### Job
Rewrite the listing below, substituting "Mark one point" for each "Drop one point" and keeping everything else the same. Leave the pictures out.

### Record extracts
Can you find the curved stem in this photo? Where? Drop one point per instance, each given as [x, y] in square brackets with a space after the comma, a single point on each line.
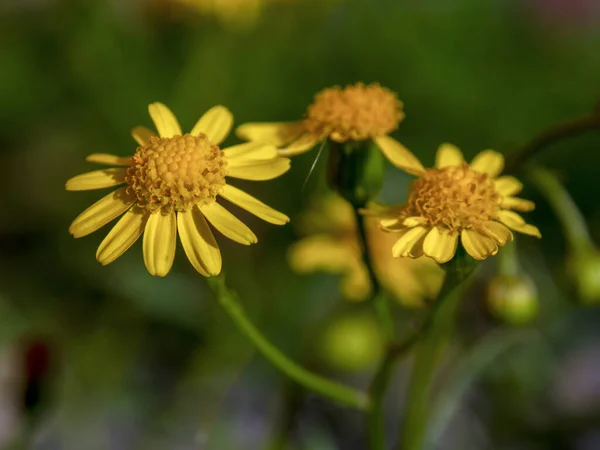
[558, 132]
[345, 395]
[429, 351]
[380, 301]
[572, 221]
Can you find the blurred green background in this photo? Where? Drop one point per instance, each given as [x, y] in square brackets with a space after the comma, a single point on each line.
[98, 357]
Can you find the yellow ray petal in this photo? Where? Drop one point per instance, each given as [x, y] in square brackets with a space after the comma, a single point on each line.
[100, 213]
[399, 156]
[109, 160]
[199, 243]
[519, 204]
[478, 245]
[216, 123]
[279, 134]
[164, 120]
[404, 245]
[160, 237]
[251, 151]
[122, 236]
[414, 221]
[258, 170]
[392, 224]
[516, 222]
[142, 135]
[440, 244]
[508, 185]
[98, 179]
[488, 161]
[448, 155]
[253, 205]
[301, 145]
[228, 224]
[497, 231]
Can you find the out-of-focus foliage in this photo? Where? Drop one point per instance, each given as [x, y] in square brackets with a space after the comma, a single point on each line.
[140, 362]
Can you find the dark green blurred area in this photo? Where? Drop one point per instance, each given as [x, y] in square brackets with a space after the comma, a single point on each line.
[141, 362]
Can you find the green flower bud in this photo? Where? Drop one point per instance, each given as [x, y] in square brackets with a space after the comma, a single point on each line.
[355, 170]
[513, 299]
[584, 269]
[351, 342]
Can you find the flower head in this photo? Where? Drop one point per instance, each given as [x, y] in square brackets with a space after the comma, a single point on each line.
[171, 185]
[454, 200]
[354, 113]
[332, 245]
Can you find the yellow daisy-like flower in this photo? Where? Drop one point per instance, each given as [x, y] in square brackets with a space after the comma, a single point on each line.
[354, 113]
[171, 184]
[332, 245]
[456, 199]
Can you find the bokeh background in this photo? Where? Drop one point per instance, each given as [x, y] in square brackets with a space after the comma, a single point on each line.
[98, 357]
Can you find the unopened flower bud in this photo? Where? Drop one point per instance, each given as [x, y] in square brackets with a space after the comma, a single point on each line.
[351, 342]
[584, 270]
[355, 170]
[513, 299]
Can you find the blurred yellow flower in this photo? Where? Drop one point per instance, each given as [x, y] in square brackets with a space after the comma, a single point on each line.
[236, 13]
[457, 199]
[332, 246]
[354, 113]
[171, 185]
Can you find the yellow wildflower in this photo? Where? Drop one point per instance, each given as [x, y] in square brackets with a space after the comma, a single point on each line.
[457, 199]
[171, 184]
[332, 246]
[354, 113]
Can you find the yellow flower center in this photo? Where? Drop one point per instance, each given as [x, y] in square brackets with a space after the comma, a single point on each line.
[177, 173]
[453, 197]
[356, 112]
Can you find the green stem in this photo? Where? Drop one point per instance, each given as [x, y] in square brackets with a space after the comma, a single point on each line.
[345, 395]
[556, 133]
[430, 349]
[380, 301]
[569, 216]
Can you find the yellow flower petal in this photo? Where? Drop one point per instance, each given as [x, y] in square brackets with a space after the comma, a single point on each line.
[98, 179]
[440, 244]
[488, 161]
[100, 213]
[258, 170]
[405, 244]
[478, 245]
[122, 236]
[279, 134]
[517, 203]
[448, 155]
[399, 156]
[199, 243]
[414, 221]
[216, 123]
[160, 237]
[303, 144]
[499, 232]
[254, 206]
[109, 160]
[508, 185]
[516, 222]
[142, 135]
[164, 120]
[228, 224]
[251, 151]
[392, 224]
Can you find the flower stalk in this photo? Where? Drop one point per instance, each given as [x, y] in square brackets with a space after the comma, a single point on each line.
[337, 392]
[430, 349]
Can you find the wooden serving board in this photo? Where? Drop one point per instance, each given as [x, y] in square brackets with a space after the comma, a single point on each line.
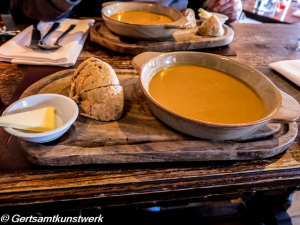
[139, 137]
[183, 39]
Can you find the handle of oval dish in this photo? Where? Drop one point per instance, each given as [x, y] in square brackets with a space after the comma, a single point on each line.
[142, 59]
[181, 23]
[289, 110]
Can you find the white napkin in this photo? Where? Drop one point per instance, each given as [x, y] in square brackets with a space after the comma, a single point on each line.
[296, 13]
[288, 68]
[14, 50]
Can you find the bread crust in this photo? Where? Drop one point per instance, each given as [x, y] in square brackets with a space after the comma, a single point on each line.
[211, 27]
[95, 87]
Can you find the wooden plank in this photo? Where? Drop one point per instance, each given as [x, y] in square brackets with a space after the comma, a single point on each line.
[139, 137]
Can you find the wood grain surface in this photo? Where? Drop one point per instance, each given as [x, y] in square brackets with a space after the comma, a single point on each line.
[183, 39]
[27, 185]
[139, 137]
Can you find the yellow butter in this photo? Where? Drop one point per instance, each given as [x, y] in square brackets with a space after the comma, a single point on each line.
[40, 120]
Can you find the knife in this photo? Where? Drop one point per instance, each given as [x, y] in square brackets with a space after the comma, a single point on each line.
[35, 36]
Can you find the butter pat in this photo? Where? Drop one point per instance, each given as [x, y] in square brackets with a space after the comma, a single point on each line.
[40, 120]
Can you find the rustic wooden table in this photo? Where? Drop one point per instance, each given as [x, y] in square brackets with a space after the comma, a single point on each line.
[266, 184]
[278, 16]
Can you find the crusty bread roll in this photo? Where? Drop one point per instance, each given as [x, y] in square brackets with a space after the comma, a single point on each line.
[95, 87]
[211, 27]
[190, 15]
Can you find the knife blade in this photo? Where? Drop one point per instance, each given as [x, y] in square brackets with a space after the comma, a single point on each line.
[35, 36]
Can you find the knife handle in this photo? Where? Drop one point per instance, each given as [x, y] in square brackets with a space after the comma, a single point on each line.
[54, 27]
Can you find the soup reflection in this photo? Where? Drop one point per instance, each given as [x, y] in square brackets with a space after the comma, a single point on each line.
[141, 17]
[206, 94]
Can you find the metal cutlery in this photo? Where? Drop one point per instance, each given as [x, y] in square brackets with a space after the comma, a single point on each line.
[56, 45]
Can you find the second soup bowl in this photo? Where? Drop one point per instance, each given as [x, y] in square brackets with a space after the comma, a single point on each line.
[142, 31]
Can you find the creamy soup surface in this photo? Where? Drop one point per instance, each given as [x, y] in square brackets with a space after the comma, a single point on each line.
[141, 17]
[206, 94]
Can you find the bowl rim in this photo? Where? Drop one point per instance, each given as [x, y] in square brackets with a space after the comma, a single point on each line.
[222, 16]
[48, 133]
[140, 3]
[263, 120]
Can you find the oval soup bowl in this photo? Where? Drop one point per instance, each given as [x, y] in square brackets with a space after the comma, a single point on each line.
[142, 31]
[279, 107]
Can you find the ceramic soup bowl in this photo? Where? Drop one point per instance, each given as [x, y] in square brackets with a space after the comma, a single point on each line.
[279, 107]
[142, 31]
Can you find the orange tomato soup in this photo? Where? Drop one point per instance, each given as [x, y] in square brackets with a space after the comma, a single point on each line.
[206, 94]
[141, 17]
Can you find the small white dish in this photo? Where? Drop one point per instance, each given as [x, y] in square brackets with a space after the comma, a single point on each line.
[220, 16]
[66, 111]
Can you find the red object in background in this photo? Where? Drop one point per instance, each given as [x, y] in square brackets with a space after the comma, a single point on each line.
[281, 6]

### Complete output
Can you find the curved stem in this photo? Where? Mark one point per instance, each given as [x, y] in square brackets with a space after the comma, a single point on each line.
[558, 132]
[345, 395]
[429, 351]
[380, 301]
[572, 221]
Can you find the blurred green background in this photo? Where? Mark one point per instance, each given as [x, y] in square brackets with a space after the comma, a single point on each line.
[98, 357]
Can you find the yellow ray petal in this photo? Where? Mark one point per instance, each given as [x, y] in square brackets with a space after the comma, a single point on each line.
[100, 213]
[399, 156]
[109, 160]
[199, 243]
[519, 204]
[478, 245]
[216, 123]
[279, 134]
[164, 120]
[404, 245]
[160, 237]
[251, 151]
[122, 236]
[414, 221]
[258, 170]
[392, 224]
[516, 222]
[142, 135]
[440, 244]
[508, 185]
[98, 179]
[488, 161]
[448, 155]
[253, 205]
[301, 145]
[228, 224]
[497, 231]
Can you find the out-of-focus foliage in this photo? Where? Mark one point per instance, each given as [x, y] in square brackets with a space after the comma, a single point on each line.
[140, 362]
Can you find the dark green blurred area in this photo? Where? Mark one point per instance, each given as [x, y] in square brackets with a space after the comma, a single point on each line.
[141, 362]
Can you find the green flower bud in this photo? Where? Mark one point per instance, each given as [x, y] in square brackets with a space after the comma, a single point on each line.
[355, 170]
[513, 299]
[584, 269]
[351, 342]
Can you find the flower head in this photo? Where? Mark one point per instance, each given as [x, y] in square brackets with a space after the comma, a single point on each line.
[171, 185]
[454, 200]
[354, 113]
[332, 245]
Can you find the yellow daisy-like flower in this photo? Where? Mark one point per instance, each given as [x, y] in square brackets with a space after the comma, a single point on each line.
[354, 113]
[171, 184]
[332, 245]
[456, 199]
Can you find the bokeh background in this photo? Where? Mark one point per instance, each given as [x, y] in square brackets with a space after the comma, a single point on each line.
[98, 357]
Can you find the unopened flower bud in this photo? Where? Mark one point per instance, each given as [x, y] in square brackets with a space after the comma, a single point on each line.
[351, 342]
[584, 270]
[355, 170]
[513, 299]
Can you find the blurred yellow flower in this photo? Where? Mark one point per instance, each given as [x, y] in square brackets with a space after the comma, a single point on each line.
[236, 13]
[457, 199]
[332, 246]
[354, 113]
[171, 185]
Can you find the yellow wildflower in this photo? Where? Mark one point per instance, each given as [x, y] in square brackets with a space after the comma, a single point on each line.
[457, 199]
[171, 184]
[332, 246]
[354, 113]
Can you find the yellow flower center in this photo? Where? Mark one point per instance, each given as [x, y] in square brackets with a space after the comma, a single point on each line.
[177, 173]
[453, 197]
[356, 112]
Can you find the green stem in this photo? Where? Mark one point per instance, each given as [x, y] in square brackets with a space after the comma, a single point on each line.
[345, 395]
[556, 133]
[430, 349]
[380, 301]
[569, 216]
Can you find the yellow flower petal in this photo? Where? Mark one point per instance, each given as [x, y] in square brackets with a space after the comma, a single point on each line.
[98, 179]
[440, 244]
[488, 161]
[100, 213]
[258, 170]
[405, 244]
[478, 245]
[122, 236]
[279, 134]
[517, 203]
[448, 155]
[399, 156]
[199, 243]
[414, 221]
[216, 123]
[160, 237]
[303, 144]
[499, 232]
[254, 206]
[109, 160]
[508, 185]
[516, 222]
[142, 135]
[164, 120]
[228, 224]
[251, 151]
[392, 224]
Can you find the flower stalk in this photo? Where? Mark one point per instance, each given as [x, y] in square brackets with a space after the comma, a single point on each line.
[337, 392]
[430, 349]
Can you find the wooden serving board in this photo? Where? Mark one point per instance, each given as [x, y] in square brackets with a space after the comma, a single point on each line.
[139, 137]
[183, 39]
Can you find the handle of oval dish in this photo? Where? Mark one point per instance, each given as [x, y] in square brackets with a space after the comma, a single point on each line.
[142, 59]
[181, 23]
[289, 110]
Can you find the white napkin in this photo? Where? Mark one point per instance, each given as [x, y] in square brackets with a space after the comma, a single point on each line.
[296, 13]
[288, 68]
[14, 50]
Can you find the bread crust in this photo? Where? Mark one point per instance, each given as [x, y] in square brackets with a space after the comma, a single point on each line.
[211, 27]
[95, 87]
Can you find the wooden plank in this photo? Where? Mark one point per instance, each given as [x, y] in square brackets with a space after the comma, a single point on each line.
[139, 137]
Can you find the wood grain surface in this photo? Where? Mark one point per instance, each given as [x, y] in square brackets with a space after the comma, a single point on each line.
[183, 39]
[27, 185]
[139, 137]
Can you find the yellow butter in this photo? Where? Mark one point per instance, each given as [x, y] in square brackets with a space after the comma, a single point on each line.
[40, 120]
Can you find the knife in this photo? Where? Mark one point per instance, each given as [x, y] in square brackets with a space after the comma, a single point on each line.
[35, 36]
Can you find the butter pat in this photo? Where? Mark one point per instance, each given as [x, y] in square brackets with a space after the comma, a single point on each line.
[40, 120]
Can you find the rustic wooden table in this photo? Where? Mark one point per instance, each given as [x, y] in square brackets with a space after the comma, a single point on each line.
[266, 184]
[278, 16]
Can you find the crusty bread roll in this photo? Where? Mark one point per instance, each given as [x, y] in square brackets with a space after the comma, a single point on each line.
[95, 87]
[211, 27]
[190, 15]
Can you find the knife blade in this photo? Where? Mark one point per instance, each given as [x, y] in square brackets with a space after the comma, a single point on each line.
[35, 36]
Can you find the knife handle in this photo? Where? Mark one point per instance, each given as [x, y] in square brackets with a space after the comma, a single point on each line.
[54, 27]
Can you find the soup reflection in this photo? Where? Mark one point per instance, each given as [x, y] in square brackets with a space after the comma, a single point on each line.
[141, 17]
[206, 94]
Can you find the metal cutlery in this photo? Where? Mark one point per instance, each given as [x, y] in square brackets with a space after the comma, a single point on each line.
[56, 45]
Can you find the second soup bowl in this photo? Where? Mark one point per instance, each given as [x, y] in square brackets with a space after the comma, a single point on each line.
[142, 31]
Can you find the creamy soup surface in this photo? Where? Mark one point per instance, each given as [x, y] in square brackets with a space after the comma, a single point on each line.
[141, 17]
[206, 94]
Can you find the bowl rim in this photo? Where? Mark one point per instance, each given as [x, y] in square brackets with a space after the comma, a single point on each line.
[222, 16]
[48, 133]
[140, 3]
[263, 120]
Can you find the oval soup bowl in this photo? Where? Mark one point per instance, each given as [x, y] in square brackets with a space after the comma, a single point on each line.
[142, 31]
[279, 107]
Can you find the ceramic soup bowl in this photo? Where? Mark one point per instance, each given as [x, y] in square brackets with a space after the comma, a single point on each line.
[279, 107]
[142, 31]
Can you find the orange tomato soup in this photo? Where? Mark one point per instance, each given as [x, y] in square brackets with a space after the comma, a single point on each line.
[206, 94]
[141, 17]
Can you find the small white dish in this photo? Where? Mark one point per instance, each given as [x, y] in square brackets with a space after the comma, a single point on each line.
[220, 16]
[66, 111]
Can you find the red object in background in this photo? Where? Mark one point per instance, each given as [x, y] in square brackets with a space after the comma, a single point on each line.
[281, 6]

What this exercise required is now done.